==== Data shown ====

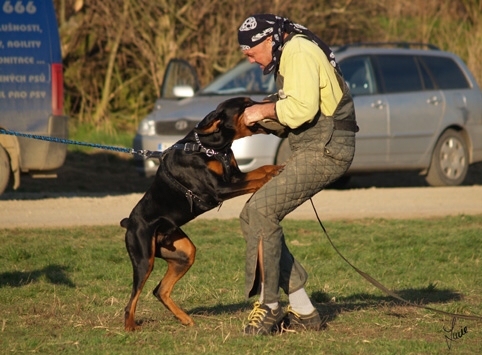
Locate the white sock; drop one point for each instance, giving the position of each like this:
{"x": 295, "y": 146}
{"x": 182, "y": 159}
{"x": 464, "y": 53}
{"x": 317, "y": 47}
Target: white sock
{"x": 261, "y": 299}
{"x": 300, "y": 302}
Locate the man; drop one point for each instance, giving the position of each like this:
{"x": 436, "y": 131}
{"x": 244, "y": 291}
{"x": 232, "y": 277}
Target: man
{"x": 315, "y": 112}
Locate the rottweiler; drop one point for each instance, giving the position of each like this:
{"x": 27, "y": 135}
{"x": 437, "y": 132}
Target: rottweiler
{"x": 195, "y": 175}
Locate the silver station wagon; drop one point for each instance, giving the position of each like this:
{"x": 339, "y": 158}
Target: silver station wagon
{"x": 417, "y": 109}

====

> _What to work on_
One line contains "Locate the rottweiler;". Return that line and every later line through the end of the listing above, exactly, and nothing else.

> _Written answer_
Locate the rottweiler; drop one point for each instance, giving the position of each like this:
{"x": 27, "y": 135}
{"x": 437, "y": 132}
Target: rottweiler
{"x": 195, "y": 175}
Locate the silver station wagon; drop one point for each instance, giving the position of each like this:
{"x": 339, "y": 158}
Target: silver station wagon
{"x": 417, "y": 109}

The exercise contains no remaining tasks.